Some rows

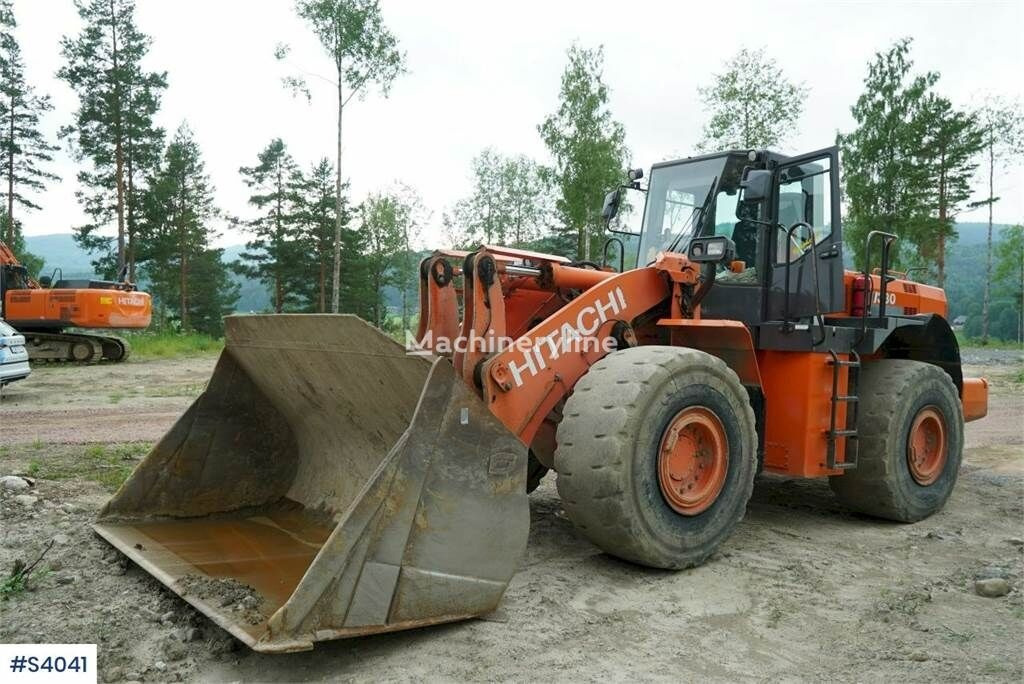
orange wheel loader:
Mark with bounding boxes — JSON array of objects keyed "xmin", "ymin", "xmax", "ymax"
[
  {"xmin": 0, "ymin": 242, "xmax": 153, "ymax": 364},
  {"xmin": 95, "ymin": 148, "xmax": 987, "ymax": 652}
]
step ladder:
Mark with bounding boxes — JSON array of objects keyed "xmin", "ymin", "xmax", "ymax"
[{"xmin": 825, "ymin": 349, "xmax": 860, "ymax": 470}]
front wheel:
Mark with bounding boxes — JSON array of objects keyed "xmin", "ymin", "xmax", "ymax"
[{"xmin": 555, "ymin": 346, "xmax": 758, "ymax": 568}]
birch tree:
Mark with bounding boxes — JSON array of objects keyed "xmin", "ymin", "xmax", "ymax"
[{"xmin": 275, "ymin": 0, "xmax": 406, "ymax": 313}]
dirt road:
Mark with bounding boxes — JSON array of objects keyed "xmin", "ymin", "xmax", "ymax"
[{"xmin": 0, "ymin": 358, "xmax": 1024, "ymax": 681}]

- What the task asks
Reproduce every one of the rows above word for word, leaving out the pictures.

- Exercise output
orange wheel loader:
Mark with bounding boxes — JSON array of objects keyed "xmin", "ymin", "xmax", "ymax"
[
  {"xmin": 0, "ymin": 242, "xmax": 153, "ymax": 364},
  {"xmin": 95, "ymin": 148, "xmax": 987, "ymax": 652}
]
step ladder:
Mark with bounding boxes — JSON array of objects keyed "xmin", "ymin", "xmax", "ymax"
[{"xmin": 825, "ymin": 349, "xmax": 860, "ymax": 470}]
front wheel:
Mark with bounding boxes — JSON array of objects keyed "xmin", "ymin", "xmax", "ymax"
[{"xmin": 555, "ymin": 346, "xmax": 758, "ymax": 568}]
birch tree:
Mark with bounding boxes — JSON array of objects keyed "xmin", "ymin", "xmax", "ymax"
[{"xmin": 275, "ymin": 0, "xmax": 406, "ymax": 313}]
dirt road:
Mark with bounding boxes — JSON array of objects keyed "xmin", "ymin", "xmax", "ymax"
[{"xmin": 0, "ymin": 358, "xmax": 1024, "ymax": 681}]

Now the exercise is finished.